--- begin Selection ---

The Questions That Are Boiling in My Head

I know I have been away for a bit on here. I thought I would give you guys an update. At the current moment, I am working on an award for my blog that I was nominated for, but I can’t seem to get the ten lucky bloggers that I need to nominate. I’ll be working on that and once I have it together it’ll be posted. Football season has started so I’ve been watching my Georgia Bulldogs and Atlanta Falcons bring their A game this last weekend. So I’m stoked for this next weekend when we go up against Cincinnati Bengals.

Work has been rough the last week. Let’s just say I’ve kind of been thrown on some pretty crappy shifts because good people have quit or have been sick, so I’ve pretty much been stuck with the crap shifts. It’s whatever though. I’m use to it. I haven’t gotten much writing done these last few days due to everything that has been going on with work. Hopefully I’ll be able to sit down and do a major writing haul tomorrow on my day off.

At this current moment, I am struggling. I’ve been trying to really keep that a secret, but I am. It’s on every spectrum of finances/job/social. I think that everything that is going on in my life right now is hopefully temporary. Every problem that I am facing right now is stemming from each one of the things I posted. My job status has changed so I’m making less than I use to, but I am happy that I get to write and spend more time with my family. It seems like there is always some kind of sacrifice you have to make with any decision in life. If you are focused on money and success, your social life will suffer. If you are focused on your family and social life, your financial situation may suffer. How do you find the medium to be able to survive though?

--- end Selection ---
--- begin Data ---

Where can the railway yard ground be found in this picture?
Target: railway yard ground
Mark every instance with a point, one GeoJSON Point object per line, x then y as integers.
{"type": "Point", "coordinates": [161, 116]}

--- end Data ---

# [To be done]
• 1. Decide whether each statement agrees with the post, answering yes or no and quoting the exact words of the post that settle it. (a) The writer has already found the ten bloggers needed for the award nominations. (b) The writer's change in job status has reduced the writer's earnings. (c) The writer hopes to do a large amount of writing on a day off tomorrow.
• 2. Summarize the post in two sentences.

# [Solutions]
• 1.
(a) No: "I can’t seem to get the ten lucky bloggers that I need to nominate."
(b) Yes: "My job status has changed so I’m making less than I use to"
(c) Yes: "Hopefully I’ll be able to sit down and do a major writing haul tomorrow on my day off."

• 2. The writer gives an update on several things: an in-progress blog award that still needs ten nominees, the start of football season, and a rough week of bad work shifts that left little time for writing. The writer admits to struggling with finances, job and social life after a job change that lowered pay but allowed more time for writing and family, and asks how to find the middle ground between money and family.